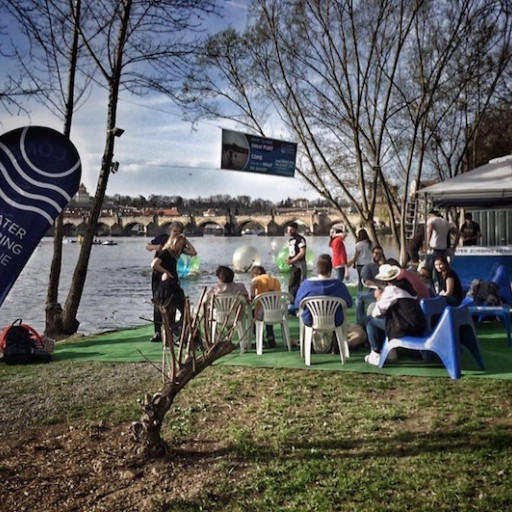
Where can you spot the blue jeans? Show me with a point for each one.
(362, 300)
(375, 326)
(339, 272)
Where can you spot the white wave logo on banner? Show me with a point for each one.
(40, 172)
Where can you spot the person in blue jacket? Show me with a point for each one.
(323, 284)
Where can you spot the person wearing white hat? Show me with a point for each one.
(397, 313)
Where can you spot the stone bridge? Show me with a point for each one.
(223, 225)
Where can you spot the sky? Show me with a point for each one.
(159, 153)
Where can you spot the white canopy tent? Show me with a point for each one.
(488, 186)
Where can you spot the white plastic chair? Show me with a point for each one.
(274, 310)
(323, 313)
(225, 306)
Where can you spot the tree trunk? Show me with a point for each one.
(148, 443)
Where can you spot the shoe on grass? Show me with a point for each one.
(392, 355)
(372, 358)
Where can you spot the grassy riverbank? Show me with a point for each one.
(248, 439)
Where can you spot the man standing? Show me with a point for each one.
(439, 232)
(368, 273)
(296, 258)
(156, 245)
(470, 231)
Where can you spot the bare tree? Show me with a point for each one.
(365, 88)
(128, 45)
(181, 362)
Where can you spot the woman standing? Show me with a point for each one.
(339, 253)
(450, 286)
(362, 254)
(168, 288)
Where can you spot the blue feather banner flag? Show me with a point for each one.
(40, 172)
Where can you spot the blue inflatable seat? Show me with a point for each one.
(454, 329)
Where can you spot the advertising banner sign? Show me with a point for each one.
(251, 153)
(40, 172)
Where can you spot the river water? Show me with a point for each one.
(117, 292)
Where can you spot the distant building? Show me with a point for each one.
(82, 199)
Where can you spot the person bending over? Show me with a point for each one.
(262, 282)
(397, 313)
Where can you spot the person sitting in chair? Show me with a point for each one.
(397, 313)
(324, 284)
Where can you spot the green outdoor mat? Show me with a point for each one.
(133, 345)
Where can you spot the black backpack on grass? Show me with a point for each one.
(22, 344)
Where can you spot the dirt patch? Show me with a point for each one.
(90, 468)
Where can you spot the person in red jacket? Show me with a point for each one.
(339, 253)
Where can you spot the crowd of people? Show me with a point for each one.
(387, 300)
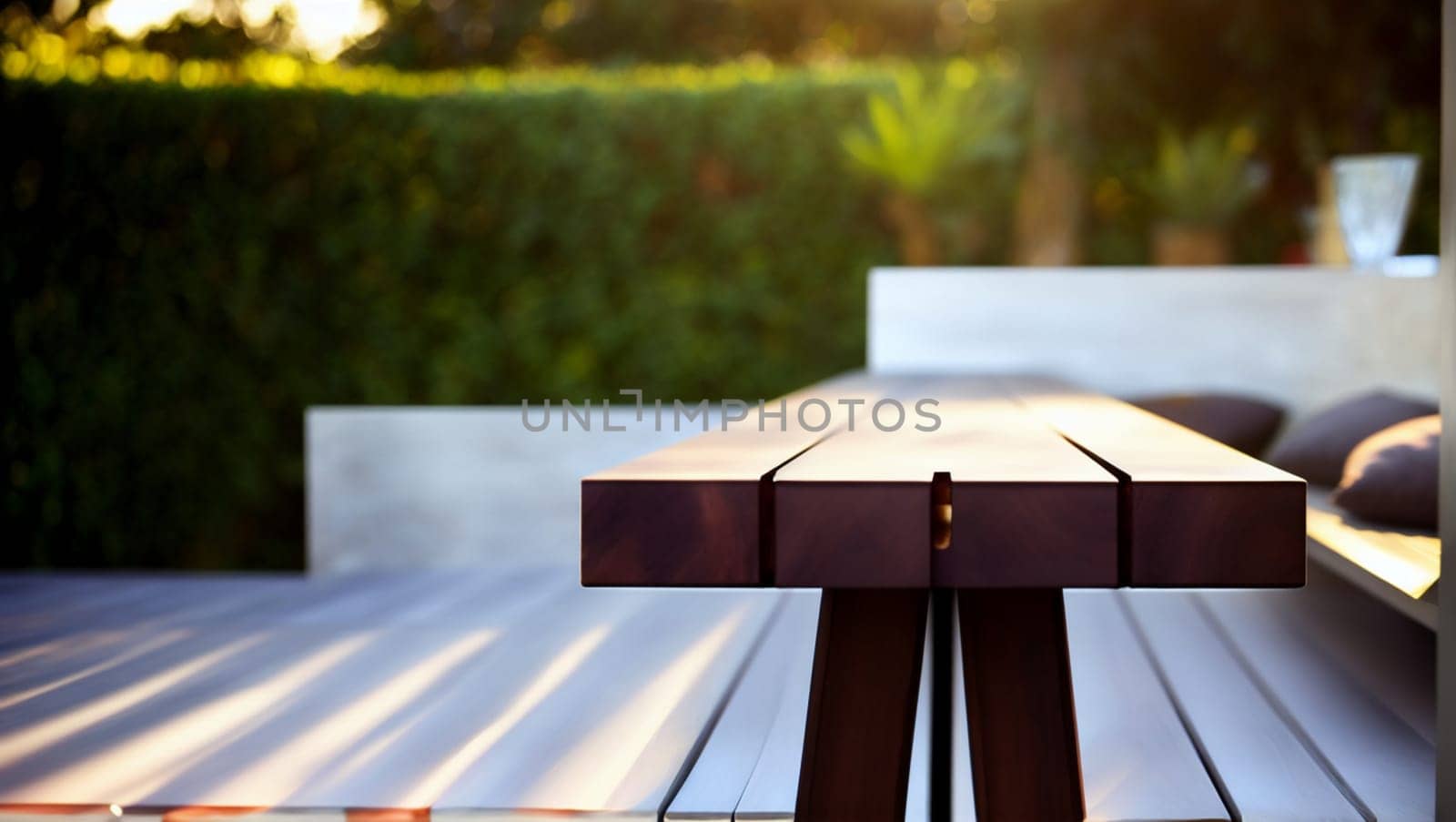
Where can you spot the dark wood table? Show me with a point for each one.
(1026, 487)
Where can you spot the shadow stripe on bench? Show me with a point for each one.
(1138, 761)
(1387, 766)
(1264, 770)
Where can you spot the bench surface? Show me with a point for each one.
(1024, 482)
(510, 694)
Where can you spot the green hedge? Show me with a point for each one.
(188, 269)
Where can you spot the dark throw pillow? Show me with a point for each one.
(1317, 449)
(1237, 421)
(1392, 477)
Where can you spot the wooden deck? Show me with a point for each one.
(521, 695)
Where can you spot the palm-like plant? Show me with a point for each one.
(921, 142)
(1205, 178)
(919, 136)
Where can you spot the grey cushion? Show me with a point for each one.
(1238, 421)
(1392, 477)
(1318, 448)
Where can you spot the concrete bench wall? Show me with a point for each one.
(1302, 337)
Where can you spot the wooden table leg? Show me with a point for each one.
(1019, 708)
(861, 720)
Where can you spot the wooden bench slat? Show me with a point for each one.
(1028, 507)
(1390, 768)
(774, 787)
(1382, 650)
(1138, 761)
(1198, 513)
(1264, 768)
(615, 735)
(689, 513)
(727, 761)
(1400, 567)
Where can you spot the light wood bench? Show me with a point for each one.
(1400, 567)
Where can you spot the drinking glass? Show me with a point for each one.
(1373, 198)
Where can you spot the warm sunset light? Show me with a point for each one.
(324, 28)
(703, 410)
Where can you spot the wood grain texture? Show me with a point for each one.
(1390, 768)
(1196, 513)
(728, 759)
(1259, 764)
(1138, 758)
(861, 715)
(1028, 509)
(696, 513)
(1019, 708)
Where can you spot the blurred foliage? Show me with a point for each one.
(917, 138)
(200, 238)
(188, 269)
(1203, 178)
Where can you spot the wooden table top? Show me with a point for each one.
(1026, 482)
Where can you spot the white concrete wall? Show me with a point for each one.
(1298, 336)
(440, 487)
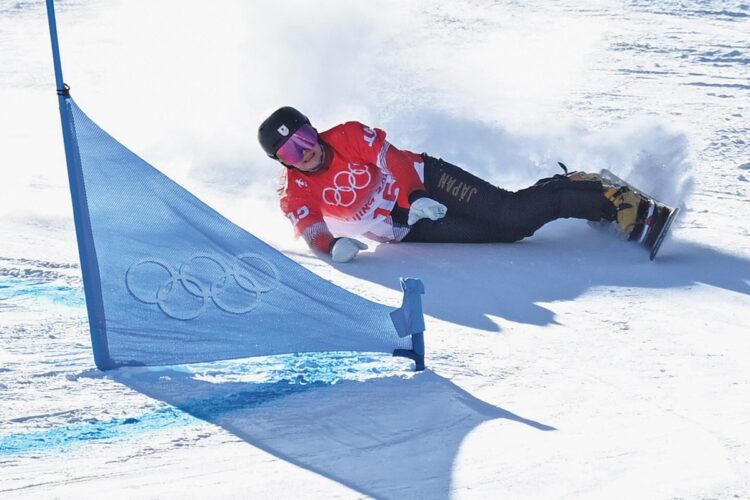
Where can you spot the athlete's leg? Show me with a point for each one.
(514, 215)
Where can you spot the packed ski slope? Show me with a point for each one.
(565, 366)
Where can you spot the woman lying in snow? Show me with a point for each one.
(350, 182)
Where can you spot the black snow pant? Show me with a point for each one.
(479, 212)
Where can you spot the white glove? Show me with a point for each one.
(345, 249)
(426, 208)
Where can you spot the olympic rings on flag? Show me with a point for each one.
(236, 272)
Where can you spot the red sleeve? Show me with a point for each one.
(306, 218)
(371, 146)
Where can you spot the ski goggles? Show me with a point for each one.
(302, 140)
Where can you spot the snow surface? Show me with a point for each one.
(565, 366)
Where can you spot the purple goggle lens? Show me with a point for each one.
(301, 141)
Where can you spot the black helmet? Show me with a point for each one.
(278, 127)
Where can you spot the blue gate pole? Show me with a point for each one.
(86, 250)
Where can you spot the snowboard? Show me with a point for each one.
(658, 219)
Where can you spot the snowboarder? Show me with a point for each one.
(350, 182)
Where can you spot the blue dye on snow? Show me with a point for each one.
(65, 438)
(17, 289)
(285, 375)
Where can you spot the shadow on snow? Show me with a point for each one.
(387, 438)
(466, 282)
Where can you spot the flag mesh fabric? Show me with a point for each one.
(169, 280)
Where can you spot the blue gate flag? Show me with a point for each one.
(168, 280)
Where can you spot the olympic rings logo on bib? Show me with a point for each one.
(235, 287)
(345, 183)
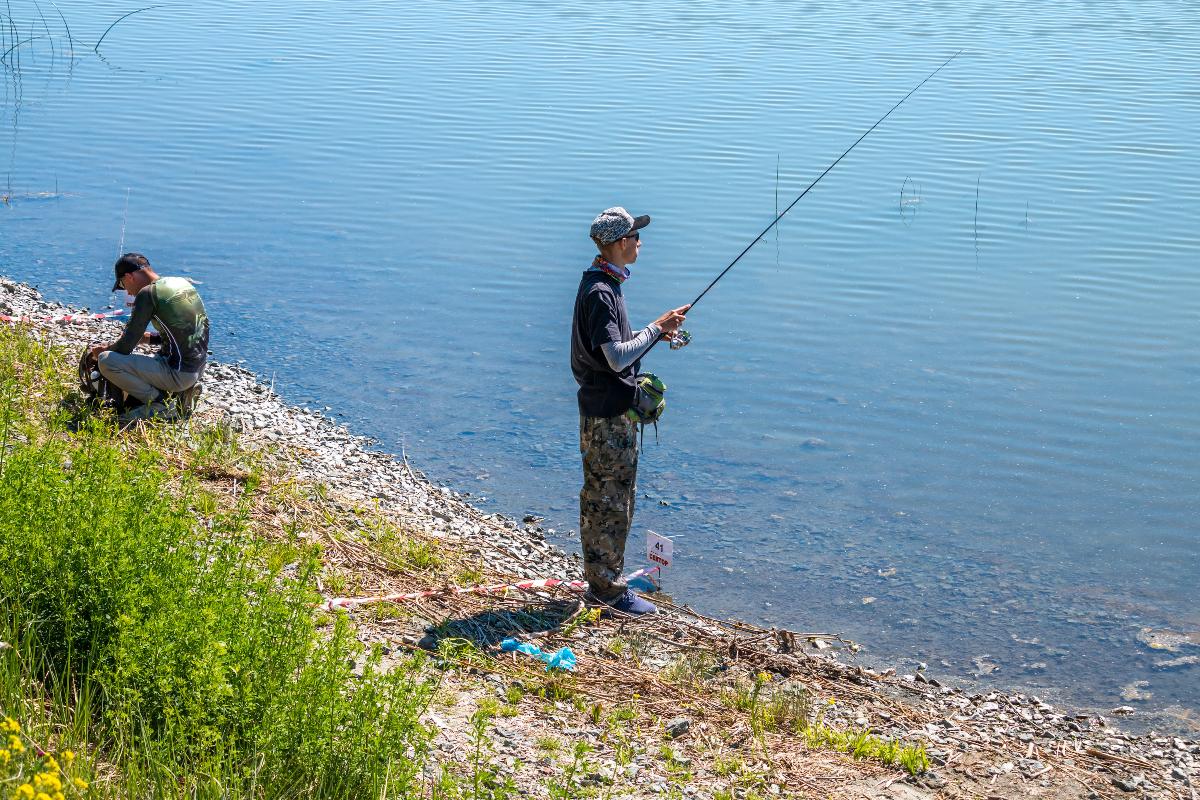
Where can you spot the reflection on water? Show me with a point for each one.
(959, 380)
======
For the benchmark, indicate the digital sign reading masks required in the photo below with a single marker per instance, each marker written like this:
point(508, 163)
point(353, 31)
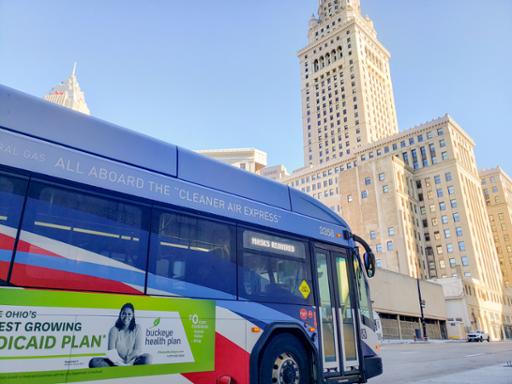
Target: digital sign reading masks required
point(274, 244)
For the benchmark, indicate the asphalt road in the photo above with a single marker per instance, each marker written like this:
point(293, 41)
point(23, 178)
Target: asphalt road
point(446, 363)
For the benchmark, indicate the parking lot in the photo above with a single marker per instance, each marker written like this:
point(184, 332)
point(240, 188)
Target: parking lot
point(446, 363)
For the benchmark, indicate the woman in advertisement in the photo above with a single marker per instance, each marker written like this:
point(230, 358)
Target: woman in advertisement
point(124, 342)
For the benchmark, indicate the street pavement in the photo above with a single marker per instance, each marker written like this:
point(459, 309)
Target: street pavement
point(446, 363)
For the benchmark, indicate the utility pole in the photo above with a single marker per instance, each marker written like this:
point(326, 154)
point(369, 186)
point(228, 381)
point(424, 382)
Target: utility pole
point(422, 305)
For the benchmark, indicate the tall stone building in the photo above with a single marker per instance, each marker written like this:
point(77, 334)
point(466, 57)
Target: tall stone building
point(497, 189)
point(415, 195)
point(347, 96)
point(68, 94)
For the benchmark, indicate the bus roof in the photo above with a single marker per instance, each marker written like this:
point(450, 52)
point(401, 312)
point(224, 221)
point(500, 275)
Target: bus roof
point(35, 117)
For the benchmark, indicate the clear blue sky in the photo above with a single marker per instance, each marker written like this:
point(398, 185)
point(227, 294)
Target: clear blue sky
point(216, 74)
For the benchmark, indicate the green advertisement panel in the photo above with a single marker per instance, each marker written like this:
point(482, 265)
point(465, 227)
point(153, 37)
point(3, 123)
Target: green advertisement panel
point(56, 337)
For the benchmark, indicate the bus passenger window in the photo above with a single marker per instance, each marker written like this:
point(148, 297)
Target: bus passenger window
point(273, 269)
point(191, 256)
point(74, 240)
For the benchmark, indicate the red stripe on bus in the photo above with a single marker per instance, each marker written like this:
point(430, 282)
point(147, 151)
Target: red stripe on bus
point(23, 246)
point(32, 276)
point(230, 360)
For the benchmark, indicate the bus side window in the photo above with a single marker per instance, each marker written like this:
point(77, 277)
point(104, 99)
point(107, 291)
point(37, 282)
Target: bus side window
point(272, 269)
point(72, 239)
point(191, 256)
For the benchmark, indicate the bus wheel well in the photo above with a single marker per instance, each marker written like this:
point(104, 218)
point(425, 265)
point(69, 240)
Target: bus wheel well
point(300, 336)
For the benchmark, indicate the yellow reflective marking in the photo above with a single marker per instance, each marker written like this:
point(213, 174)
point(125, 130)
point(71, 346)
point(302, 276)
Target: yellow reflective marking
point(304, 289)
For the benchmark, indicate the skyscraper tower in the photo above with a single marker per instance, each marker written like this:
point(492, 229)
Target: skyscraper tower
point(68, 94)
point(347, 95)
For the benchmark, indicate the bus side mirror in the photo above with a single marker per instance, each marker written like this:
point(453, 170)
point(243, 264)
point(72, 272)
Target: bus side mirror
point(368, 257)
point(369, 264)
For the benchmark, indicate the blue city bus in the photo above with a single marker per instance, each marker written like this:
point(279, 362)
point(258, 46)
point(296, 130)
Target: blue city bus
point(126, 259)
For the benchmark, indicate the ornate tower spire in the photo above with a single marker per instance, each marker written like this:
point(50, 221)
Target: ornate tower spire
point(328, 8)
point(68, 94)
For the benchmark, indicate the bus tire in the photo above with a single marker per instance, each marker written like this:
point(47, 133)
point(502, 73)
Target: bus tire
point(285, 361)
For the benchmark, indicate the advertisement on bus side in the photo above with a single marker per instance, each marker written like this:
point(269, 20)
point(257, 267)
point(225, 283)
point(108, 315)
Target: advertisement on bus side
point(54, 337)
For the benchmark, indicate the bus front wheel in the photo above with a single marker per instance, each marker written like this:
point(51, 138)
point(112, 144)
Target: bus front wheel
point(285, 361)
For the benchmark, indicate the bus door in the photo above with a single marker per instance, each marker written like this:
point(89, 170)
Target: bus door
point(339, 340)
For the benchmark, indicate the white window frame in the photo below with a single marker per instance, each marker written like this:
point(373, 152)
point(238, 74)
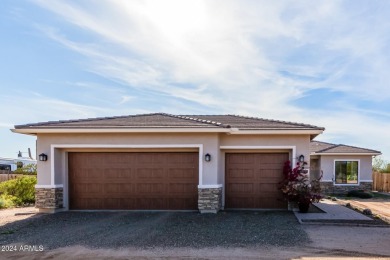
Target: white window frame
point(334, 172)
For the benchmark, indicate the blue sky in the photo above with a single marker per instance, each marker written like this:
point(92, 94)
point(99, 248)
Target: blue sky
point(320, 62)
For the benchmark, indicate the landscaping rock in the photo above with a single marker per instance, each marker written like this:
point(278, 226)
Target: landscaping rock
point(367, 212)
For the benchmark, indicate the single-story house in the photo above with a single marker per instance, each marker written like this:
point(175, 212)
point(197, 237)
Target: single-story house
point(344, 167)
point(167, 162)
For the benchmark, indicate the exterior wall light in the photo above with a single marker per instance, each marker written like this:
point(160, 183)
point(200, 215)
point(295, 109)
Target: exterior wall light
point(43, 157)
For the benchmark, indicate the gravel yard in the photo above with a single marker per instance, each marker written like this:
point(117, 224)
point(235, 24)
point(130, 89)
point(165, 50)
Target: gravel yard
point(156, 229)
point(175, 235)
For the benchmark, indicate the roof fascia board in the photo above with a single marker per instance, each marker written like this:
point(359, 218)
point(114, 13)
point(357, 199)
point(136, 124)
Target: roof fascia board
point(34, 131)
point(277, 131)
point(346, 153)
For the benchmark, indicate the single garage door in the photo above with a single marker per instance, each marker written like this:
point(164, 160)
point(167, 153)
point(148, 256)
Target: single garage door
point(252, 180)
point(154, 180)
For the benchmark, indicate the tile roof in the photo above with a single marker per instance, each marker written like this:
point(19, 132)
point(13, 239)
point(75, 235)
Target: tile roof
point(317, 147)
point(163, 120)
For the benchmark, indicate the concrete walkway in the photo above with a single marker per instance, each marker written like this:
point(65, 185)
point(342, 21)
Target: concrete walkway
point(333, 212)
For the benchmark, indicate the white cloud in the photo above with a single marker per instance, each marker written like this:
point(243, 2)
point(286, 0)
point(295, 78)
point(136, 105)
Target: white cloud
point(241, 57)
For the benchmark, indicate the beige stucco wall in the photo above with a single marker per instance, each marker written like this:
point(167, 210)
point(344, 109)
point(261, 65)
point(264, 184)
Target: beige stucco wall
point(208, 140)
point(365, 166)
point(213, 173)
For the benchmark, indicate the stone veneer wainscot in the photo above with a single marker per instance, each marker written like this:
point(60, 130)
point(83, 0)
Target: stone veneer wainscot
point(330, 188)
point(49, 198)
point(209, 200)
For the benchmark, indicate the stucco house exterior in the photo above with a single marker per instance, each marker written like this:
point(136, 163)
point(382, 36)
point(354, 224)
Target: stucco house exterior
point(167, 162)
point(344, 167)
======
• _Instrução_
Converta em lista numerada o trecho dos dados que vai da linha que contém "For the benchmark, indicate the bus door" até a linha que contém "point(43, 157)", ambas incluídas, omitindo as linhas em branco. Deixe as imagens fora da resposta.

• _Solução do exercício_
1. For the benchmark, indicate the bus door in the photo above with a single marker per instance, each marker written like this:
2. point(89, 170)
3. Target: bus door
4. point(339, 340)
5. For the benchmark, indicate the white window frame in the photo below with a single marker per instance, each marker written like this:
6. point(373, 152)
7. point(238, 74)
8. Target: white window frame
9. point(334, 172)
10. For the benchmark, indicate the blue sky in the photo above with a single marker per instance, each marker written like this:
11. point(92, 94)
12. point(99, 248)
13. Target: blue sky
14. point(320, 62)
15. For the benchmark, indicate the landscaping rock in the photo above with a single marker per instance, each marker written like this:
16. point(278, 226)
17. Target: landscaping rock
18. point(367, 212)
19. For the benchmark, indicate the single-story house in the photo above with a single marker per instance, each marker written like this:
20. point(175, 212)
21. point(197, 237)
22. Target: single-story house
23. point(344, 167)
24. point(167, 162)
25. For the benchmark, indicate the exterior wall light in the photo above with a single marker per instance, each marker written like this:
26. point(160, 183)
27. point(200, 215)
28. point(295, 109)
29. Target: exterior wall light
30. point(43, 157)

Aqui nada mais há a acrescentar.